→ **EXERCISE DIRECTIONS**:
Would you copy out the whole listing exactly as given?

→ **INPUT DATA**:
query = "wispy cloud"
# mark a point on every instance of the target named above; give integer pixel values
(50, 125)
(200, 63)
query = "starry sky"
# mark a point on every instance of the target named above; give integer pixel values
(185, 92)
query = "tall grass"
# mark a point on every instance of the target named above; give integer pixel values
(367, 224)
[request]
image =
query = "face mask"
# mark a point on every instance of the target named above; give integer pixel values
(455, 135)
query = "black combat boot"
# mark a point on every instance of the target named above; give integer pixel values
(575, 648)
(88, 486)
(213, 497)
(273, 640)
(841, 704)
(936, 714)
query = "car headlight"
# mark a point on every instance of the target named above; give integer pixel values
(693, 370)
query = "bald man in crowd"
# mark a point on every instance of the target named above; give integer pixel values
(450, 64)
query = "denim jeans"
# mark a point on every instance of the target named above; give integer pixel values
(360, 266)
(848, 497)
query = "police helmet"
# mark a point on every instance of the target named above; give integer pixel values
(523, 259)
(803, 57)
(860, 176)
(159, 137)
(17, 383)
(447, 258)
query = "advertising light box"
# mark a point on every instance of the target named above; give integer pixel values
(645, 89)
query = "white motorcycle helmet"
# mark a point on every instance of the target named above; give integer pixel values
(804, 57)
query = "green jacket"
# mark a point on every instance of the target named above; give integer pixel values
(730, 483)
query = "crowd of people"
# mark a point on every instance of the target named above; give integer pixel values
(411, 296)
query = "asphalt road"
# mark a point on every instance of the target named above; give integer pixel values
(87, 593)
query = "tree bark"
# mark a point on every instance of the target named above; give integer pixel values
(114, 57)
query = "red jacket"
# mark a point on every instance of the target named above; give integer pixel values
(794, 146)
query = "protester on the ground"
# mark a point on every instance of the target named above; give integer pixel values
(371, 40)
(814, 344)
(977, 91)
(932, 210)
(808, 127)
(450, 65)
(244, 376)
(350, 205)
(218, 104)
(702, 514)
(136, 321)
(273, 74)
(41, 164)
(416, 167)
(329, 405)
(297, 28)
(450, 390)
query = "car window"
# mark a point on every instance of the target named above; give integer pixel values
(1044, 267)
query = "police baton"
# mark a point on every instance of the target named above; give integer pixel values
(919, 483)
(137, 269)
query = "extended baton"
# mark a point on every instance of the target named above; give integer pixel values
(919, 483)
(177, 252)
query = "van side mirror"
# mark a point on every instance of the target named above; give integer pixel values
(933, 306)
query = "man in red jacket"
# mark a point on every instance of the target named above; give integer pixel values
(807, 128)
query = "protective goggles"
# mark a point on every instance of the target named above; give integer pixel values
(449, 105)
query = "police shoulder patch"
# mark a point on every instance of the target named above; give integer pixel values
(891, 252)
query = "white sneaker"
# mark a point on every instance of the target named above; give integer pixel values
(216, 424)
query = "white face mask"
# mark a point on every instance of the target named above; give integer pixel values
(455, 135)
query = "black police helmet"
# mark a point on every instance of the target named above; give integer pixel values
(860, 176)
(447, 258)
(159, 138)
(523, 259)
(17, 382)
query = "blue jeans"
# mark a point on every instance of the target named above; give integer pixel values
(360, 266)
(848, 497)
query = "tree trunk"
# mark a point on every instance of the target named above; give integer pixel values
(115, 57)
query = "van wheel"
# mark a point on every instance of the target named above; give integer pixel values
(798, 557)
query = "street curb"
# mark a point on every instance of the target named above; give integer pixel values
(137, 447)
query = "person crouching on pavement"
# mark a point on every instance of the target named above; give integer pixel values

→ **RESPONSE FOR THIS EXERCISE**:
query = "wispy cloud"
# mark a point on every instance of the target named above; give integer pixel values
(50, 125)
(200, 63)
query = "starry sky"
# mark a point on every instance of the target named above; give integer pixel values
(185, 92)
query = "tall grass"
# mark a point on every instance of the target named above; give integer pixel values
(367, 224)
[request]
image =
query = "face mask"
# mark a point on every instance of the target named above; give integer pixel values
(455, 135)
query = "black combat boot"
# mark a point on every instance of the target named above; give integer pixel values
(575, 648)
(88, 486)
(213, 497)
(273, 640)
(841, 704)
(936, 714)
query = "car headlight"
# mark a point on every instance of the target named above; give integer pixel values
(693, 370)
query = "bald man in crowd"
# mark a point on every instance of the target named above; give integer pixel values
(450, 64)
query = "denim jeans"
# mark a point on every instance of the target named above; give integer pixel values
(360, 266)
(848, 497)
query = "police helmet"
# mark a point on every instance of the target named above; give integer pixel values
(523, 259)
(803, 57)
(860, 176)
(159, 137)
(17, 383)
(447, 258)
query = "advertising light box"
# mark a point on every instance of the target named above; give integer pixel values
(645, 89)
query = "white motorcycle helmet"
# mark a point on every instance of the target named above; give integer pixel values
(804, 57)
query = "green jacket"
# mark a point on every instance of the target named above; give integer pixel values
(730, 483)
query = "crowd of people"
# mark a point on every instance of the target named above; give integer pixel values
(411, 296)
query = "asphalt road"
# mark a point on every instance of the target named above; give integer pixel values
(87, 593)
query = "tree bark"
# mark a point on every instance of the target named above; give integer pixel values
(114, 57)
query = "red jacket"
# mark a point on every instance of the target named above; give integer pixel values
(794, 146)
query = "protester on the ground"
# mark a point on every instance of the target named above; give integer pixel values
(371, 40)
(814, 344)
(977, 91)
(932, 210)
(808, 127)
(450, 65)
(244, 376)
(350, 205)
(218, 104)
(702, 514)
(136, 321)
(273, 74)
(41, 164)
(416, 167)
(329, 405)
(297, 28)
(450, 390)
query = "car window"
# mark a point on every instance of the target named above; give integer pixel values
(1044, 267)
query = "police baton"
# mark a point on every instance of the target named above; give integer pixel values
(919, 483)
(137, 269)
query = "extended baton"
# mark a point on every instance of the target named above; give integer pixel values
(919, 483)
(177, 252)
query = "van side mirror"
# mark a point on every instance of the target named above; give integer pixel values
(933, 306)
query = "man in red jacket"
# mark a point on every instance of the target named above; give integer pixel values
(807, 128)
query = "protective goggles"
# mark a point on every instance of the target named above; give integer pixel values
(449, 105)
query = "police shoulder patch"
# mark a point on every instance of the target named above; give integer pixel values
(891, 252)
query = "white sneaker"
# mark a point on every instance of the target named above; give integer pixel values
(216, 424)
query = "white face mask"
# mark a point on every instance of the target named above; give integer pixel values
(455, 135)
query = "black police helmet"
# mark a point on every instance of the target named above; give integer pixel values
(860, 176)
(447, 258)
(159, 138)
(523, 259)
(17, 382)
query = "blue jeans"
# mark a point on every instance of the target named above; give integer pixel values
(360, 266)
(848, 497)
query = "tree trunk"
# mark a point on every instance of the target named above; give integer pixel values
(115, 57)
query = "van wheel"
# mark a point on every instance of the target named above; give integer pixel values
(798, 557)
query = "street curb"
# mark a point on every instance of the target named above; give integer pixel values
(137, 447)
query = "person crouching on pavement"
# mark a point on every instance of the target named above; give integer pixel values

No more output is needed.